- **Challenge**:
Please put every line of the entries below into a Markdown table with the columns Row and Line, numbering each row and leaving out blank lines.

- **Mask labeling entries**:

-- Begin --

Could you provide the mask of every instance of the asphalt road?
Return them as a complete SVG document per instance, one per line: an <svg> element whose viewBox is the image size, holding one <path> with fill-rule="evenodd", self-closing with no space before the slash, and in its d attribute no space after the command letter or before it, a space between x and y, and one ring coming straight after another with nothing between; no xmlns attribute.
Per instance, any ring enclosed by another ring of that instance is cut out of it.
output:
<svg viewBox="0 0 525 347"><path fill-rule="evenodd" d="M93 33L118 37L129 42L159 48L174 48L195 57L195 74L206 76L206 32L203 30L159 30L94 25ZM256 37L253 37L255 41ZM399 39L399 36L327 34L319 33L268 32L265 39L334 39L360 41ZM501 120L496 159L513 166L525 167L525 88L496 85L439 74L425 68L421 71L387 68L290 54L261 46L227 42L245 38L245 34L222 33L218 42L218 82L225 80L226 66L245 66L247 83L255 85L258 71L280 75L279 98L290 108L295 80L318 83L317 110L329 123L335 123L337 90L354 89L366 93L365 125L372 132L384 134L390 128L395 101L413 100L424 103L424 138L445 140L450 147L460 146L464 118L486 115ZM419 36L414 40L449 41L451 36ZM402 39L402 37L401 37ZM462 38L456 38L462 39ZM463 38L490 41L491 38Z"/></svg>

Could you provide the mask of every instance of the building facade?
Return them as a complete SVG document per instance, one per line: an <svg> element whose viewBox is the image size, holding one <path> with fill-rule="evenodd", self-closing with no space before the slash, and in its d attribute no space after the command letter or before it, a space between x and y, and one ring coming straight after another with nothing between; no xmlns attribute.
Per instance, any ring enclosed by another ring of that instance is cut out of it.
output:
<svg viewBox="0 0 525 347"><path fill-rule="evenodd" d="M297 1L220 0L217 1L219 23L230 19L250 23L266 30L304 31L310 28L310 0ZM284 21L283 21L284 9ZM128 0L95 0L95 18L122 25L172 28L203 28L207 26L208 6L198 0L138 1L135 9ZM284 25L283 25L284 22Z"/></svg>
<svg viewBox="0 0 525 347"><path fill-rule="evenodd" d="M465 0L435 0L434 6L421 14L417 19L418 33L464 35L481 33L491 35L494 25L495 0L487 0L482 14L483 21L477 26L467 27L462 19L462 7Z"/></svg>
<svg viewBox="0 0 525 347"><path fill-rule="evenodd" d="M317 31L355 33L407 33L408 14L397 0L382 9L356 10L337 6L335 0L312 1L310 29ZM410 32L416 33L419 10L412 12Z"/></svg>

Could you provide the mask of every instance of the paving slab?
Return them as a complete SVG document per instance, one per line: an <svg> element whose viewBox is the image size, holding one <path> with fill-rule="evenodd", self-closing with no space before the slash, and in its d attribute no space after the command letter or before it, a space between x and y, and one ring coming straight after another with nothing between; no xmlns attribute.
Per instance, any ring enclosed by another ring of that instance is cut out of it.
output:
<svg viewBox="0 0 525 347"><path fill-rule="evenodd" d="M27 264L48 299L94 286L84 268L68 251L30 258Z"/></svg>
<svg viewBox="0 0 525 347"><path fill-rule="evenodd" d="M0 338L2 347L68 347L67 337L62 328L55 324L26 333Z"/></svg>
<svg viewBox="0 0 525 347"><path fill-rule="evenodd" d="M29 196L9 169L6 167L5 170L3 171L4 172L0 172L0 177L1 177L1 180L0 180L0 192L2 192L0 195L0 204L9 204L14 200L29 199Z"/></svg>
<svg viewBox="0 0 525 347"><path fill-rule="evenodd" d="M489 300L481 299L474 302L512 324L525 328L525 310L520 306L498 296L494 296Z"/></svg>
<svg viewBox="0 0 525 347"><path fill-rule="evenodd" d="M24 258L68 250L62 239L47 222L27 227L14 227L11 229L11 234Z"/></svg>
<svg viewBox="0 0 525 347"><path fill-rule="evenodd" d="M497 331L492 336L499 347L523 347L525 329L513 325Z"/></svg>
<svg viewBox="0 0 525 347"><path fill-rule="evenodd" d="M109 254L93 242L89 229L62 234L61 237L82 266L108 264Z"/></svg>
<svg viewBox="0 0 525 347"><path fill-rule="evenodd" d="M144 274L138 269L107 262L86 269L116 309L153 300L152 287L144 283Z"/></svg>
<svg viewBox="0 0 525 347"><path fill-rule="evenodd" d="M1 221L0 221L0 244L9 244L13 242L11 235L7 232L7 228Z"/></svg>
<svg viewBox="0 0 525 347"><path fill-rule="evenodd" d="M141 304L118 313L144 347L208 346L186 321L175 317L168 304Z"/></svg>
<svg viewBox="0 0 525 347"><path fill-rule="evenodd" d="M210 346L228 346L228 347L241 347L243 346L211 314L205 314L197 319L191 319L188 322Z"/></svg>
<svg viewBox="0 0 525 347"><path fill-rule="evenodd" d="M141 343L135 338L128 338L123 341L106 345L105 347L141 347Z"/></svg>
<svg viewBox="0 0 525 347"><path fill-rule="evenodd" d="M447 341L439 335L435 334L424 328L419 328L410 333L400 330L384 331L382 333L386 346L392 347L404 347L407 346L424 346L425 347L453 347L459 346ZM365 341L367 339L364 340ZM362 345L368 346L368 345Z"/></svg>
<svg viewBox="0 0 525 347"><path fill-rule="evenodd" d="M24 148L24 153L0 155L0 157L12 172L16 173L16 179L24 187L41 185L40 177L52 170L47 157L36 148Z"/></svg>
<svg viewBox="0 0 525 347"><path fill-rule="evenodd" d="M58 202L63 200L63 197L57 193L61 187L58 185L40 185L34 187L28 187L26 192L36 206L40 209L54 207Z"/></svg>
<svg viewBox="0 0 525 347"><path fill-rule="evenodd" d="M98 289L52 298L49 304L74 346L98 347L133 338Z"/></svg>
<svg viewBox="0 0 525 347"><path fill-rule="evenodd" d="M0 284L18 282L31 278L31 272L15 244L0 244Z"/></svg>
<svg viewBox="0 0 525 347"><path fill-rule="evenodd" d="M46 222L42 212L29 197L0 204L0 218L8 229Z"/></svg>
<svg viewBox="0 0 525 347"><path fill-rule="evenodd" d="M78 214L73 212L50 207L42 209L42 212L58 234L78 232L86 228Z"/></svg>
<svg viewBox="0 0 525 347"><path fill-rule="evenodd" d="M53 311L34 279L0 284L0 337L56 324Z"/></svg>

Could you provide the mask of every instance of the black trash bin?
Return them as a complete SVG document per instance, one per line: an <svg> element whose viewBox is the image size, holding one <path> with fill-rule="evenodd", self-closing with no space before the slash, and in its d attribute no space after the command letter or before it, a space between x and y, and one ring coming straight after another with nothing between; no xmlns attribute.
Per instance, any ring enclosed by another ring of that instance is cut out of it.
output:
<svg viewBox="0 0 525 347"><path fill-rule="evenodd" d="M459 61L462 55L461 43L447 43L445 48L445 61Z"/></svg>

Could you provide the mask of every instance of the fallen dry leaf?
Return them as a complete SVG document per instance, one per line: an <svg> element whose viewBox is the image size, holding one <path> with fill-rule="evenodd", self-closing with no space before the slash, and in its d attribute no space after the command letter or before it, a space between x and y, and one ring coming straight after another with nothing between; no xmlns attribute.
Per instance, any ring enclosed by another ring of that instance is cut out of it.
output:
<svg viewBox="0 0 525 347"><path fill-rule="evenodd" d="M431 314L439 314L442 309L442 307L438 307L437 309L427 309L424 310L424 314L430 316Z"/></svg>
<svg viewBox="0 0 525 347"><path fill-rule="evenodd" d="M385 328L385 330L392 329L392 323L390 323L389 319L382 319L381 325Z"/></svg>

-- End --

- **Answer**:
| Row | Line |
|---|---|
| 1 | Could you provide the mask of every instance of the asphalt road? |
| 2 | Return them as a complete SVG document per instance, one per line: an <svg> element whose viewBox is the image size, holding one <path> with fill-rule="evenodd", self-closing with no space before the slash, and in its d attribute no space after the command letter or before it, a space between x and y, and one ring coming straight after another with nothing between; no xmlns attribute. |
| 3 | Per instance, any ring enclosed by another ring of that instance is cut out of it. |
| 4 | output: |
| 5 | <svg viewBox="0 0 525 347"><path fill-rule="evenodd" d="M93 33L118 37L129 42L159 48L174 48L195 57L195 74L206 76L206 32L203 30L159 30L94 25ZM256 37L253 37L255 41ZM399 39L399 36L327 34L319 33L268 32L265 39L334 39L360 41ZM501 120L496 159L513 166L525 167L525 88L496 85L439 74L425 68L421 71L387 68L290 54L261 46L227 42L245 38L245 34L222 33L218 42L218 82L225 80L226 66L245 66L247 83L255 85L258 71L280 75L279 98L290 108L295 80L318 83L317 110L329 123L335 123L337 90L354 89L366 93L365 125L372 132L384 134L390 128L395 101L413 100L424 103L424 138L445 140L450 147L460 146L464 118L486 115ZM419 36L414 40L449 41L451 36ZM402 39L402 37L401 37ZM462 38L456 38L462 39ZM463 38L490 41L491 38Z"/></svg> |
| 6 | Could you provide the mask of every instance of the building facade? |
| 7 | Return them as a complete SVG document per instance, one per line: an <svg> element whose viewBox is the image size, holding one <path> with fill-rule="evenodd", self-closing with no space before the slash, and in its d attribute no space after the command letter or before it, a space between x and y, and one ring coming straight after another with nothing between; no xmlns attribute. |
| 8 | Per instance, any ring enclosed by another ring of that instance is cut out of it. |
| 9 | output: |
| 10 | <svg viewBox="0 0 525 347"><path fill-rule="evenodd" d="M297 1L220 0L217 1L219 23L230 19L250 23L266 30L304 31L310 28L310 0ZM284 21L283 21L284 9ZM128 0L95 0L95 18L122 25L172 28L203 28L207 26L208 6L198 0L138 1L135 9ZM284 25L283 25L284 22Z"/></svg> |
| 11 | <svg viewBox="0 0 525 347"><path fill-rule="evenodd" d="M465 0L435 0L434 6L421 14L417 19L418 33L464 35L481 33L491 35L494 25L495 0L487 0L482 14L483 21L477 26L467 27L462 19L462 7Z"/></svg> |
| 12 | <svg viewBox="0 0 525 347"><path fill-rule="evenodd" d="M317 31L355 33L407 33L408 14L397 0L382 9L356 10L337 6L335 0L312 1L310 29ZM410 32L416 33L419 10L412 12Z"/></svg> |
| 13 | Could you provide the mask of every instance of the paving slab? |
| 14 | Return them as a complete SVG document per instance, one per line: an <svg> element whose viewBox is the image size, holding one <path> with fill-rule="evenodd", self-closing with no space before the slash, and in its d attribute no space after the command letter or before it, a space between x and y, and one ring coming straight after another with nothing between; no xmlns attribute. |
| 15 | Per instance, any ring enclosed by another ring of that instance is cut out of it. |
| 16 | output: |
| 17 | <svg viewBox="0 0 525 347"><path fill-rule="evenodd" d="M27 264L48 299L94 286L84 268L68 251L30 258Z"/></svg> |
| 18 | <svg viewBox="0 0 525 347"><path fill-rule="evenodd" d="M0 338L2 347L68 347L67 337L62 328L55 324L26 333Z"/></svg> |
| 19 | <svg viewBox="0 0 525 347"><path fill-rule="evenodd" d="M29 196L9 169L6 167L5 170L3 171L4 172L0 172L0 177L1 177L1 180L0 180L0 192L2 192L0 195L0 204L9 204L14 200L29 199Z"/></svg> |
| 20 | <svg viewBox="0 0 525 347"><path fill-rule="evenodd" d="M489 300L481 299L474 302L512 324L525 328L525 310L520 306L498 296L494 296Z"/></svg> |
| 21 | <svg viewBox="0 0 525 347"><path fill-rule="evenodd" d="M24 258L68 250L62 239L47 222L27 227L14 227L11 229L11 234Z"/></svg> |
| 22 | <svg viewBox="0 0 525 347"><path fill-rule="evenodd" d="M497 331L492 336L499 347L523 347L525 329L513 325Z"/></svg> |
| 23 | <svg viewBox="0 0 525 347"><path fill-rule="evenodd" d="M109 254L93 242L89 229L62 234L61 237L82 266L108 264Z"/></svg> |
| 24 | <svg viewBox="0 0 525 347"><path fill-rule="evenodd" d="M144 274L138 269L107 262L86 269L116 309L153 300L152 287L144 283Z"/></svg> |
| 25 | <svg viewBox="0 0 525 347"><path fill-rule="evenodd" d="M1 221L0 221L0 244L9 244L13 242L11 235L7 232L7 228Z"/></svg> |
| 26 | <svg viewBox="0 0 525 347"><path fill-rule="evenodd" d="M141 304L118 313L144 347L208 346L186 321L175 317L168 304Z"/></svg> |
| 27 | <svg viewBox="0 0 525 347"><path fill-rule="evenodd" d="M210 346L228 346L228 347L241 347L243 346L211 314L205 314L197 319L191 319L188 322Z"/></svg> |
| 28 | <svg viewBox="0 0 525 347"><path fill-rule="evenodd" d="M141 343L135 338L128 338L123 341L106 345L105 347L141 347Z"/></svg> |
| 29 | <svg viewBox="0 0 525 347"><path fill-rule="evenodd" d="M447 341L439 335L435 334L424 328L419 328L410 333L400 330L384 331L382 333L386 346L392 347L404 347L407 346L424 346L425 347L453 347L459 346ZM365 341L367 339L364 340ZM362 345L368 346L368 345Z"/></svg> |
| 30 | <svg viewBox="0 0 525 347"><path fill-rule="evenodd" d="M24 148L24 153L0 155L0 157L12 172L16 173L16 179L24 187L41 185L40 177L52 170L47 157L36 148Z"/></svg> |
| 31 | <svg viewBox="0 0 525 347"><path fill-rule="evenodd" d="M58 202L63 200L63 197L57 193L61 187L58 185L40 185L34 187L28 187L26 192L36 206L40 209L54 207Z"/></svg> |
| 32 | <svg viewBox="0 0 525 347"><path fill-rule="evenodd" d="M98 289L52 298L49 304L74 346L98 347L133 338Z"/></svg> |
| 33 | <svg viewBox="0 0 525 347"><path fill-rule="evenodd" d="M0 284L18 282L31 278L31 272L15 244L0 244Z"/></svg> |
| 34 | <svg viewBox="0 0 525 347"><path fill-rule="evenodd" d="M46 222L42 212L29 197L0 204L0 218L8 229Z"/></svg> |
| 35 | <svg viewBox="0 0 525 347"><path fill-rule="evenodd" d="M78 214L73 212L50 207L42 209L42 212L58 234L78 232L86 228Z"/></svg> |
| 36 | <svg viewBox="0 0 525 347"><path fill-rule="evenodd" d="M53 311L34 279L0 284L0 337L56 324Z"/></svg> |
| 37 | Could you provide the mask of every instance of the black trash bin? |
| 38 | Return them as a complete SVG document per instance, one per line: an <svg> element whose viewBox is the image size, holding one <path> with fill-rule="evenodd", self-closing with no space before the slash, and in its d attribute no space after the command letter or before it, a space between x and y, and one ring coming straight after another with nothing between; no xmlns attribute. |
| 39 | Per instance, any ring enclosed by another ring of that instance is cut out of it. |
| 40 | output: |
| 41 | <svg viewBox="0 0 525 347"><path fill-rule="evenodd" d="M459 61L462 55L461 43L447 43L445 48L445 61Z"/></svg> |
| 42 | Could you provide the mask of every instance of the fallen dry leaf? |
| 43 | Return them as a complete SVG document per instance, one per line: an <svg> element whose viewBox is the image size, holding one <path> with fill-rule="evenodd", self-closing with no space before the slash, and in its d attribute no space after the command letter or before it, a space between x and y, and one ring coming straight after another with nothing between; no xmlns attribute. |
| 44 | Per instance, any ring enclosed by another ring of that instance is cut out of it. |
| 45 | output: |
| 46 | <svg viewBox="0 0 525 347"><path fill-rule="evenodd" d="M431 314L439 314L442 309L442 307L438 307L437 309L427 309L424 310L424 314L430 316Z"/></svg> |
| 47 | <svg viewBox="0 0 525 347"><path fill-rule="evenodd" d="M385 328L385 330L392 329L392 323L390 323L389 319L382 319L381 325Z"/></svg> |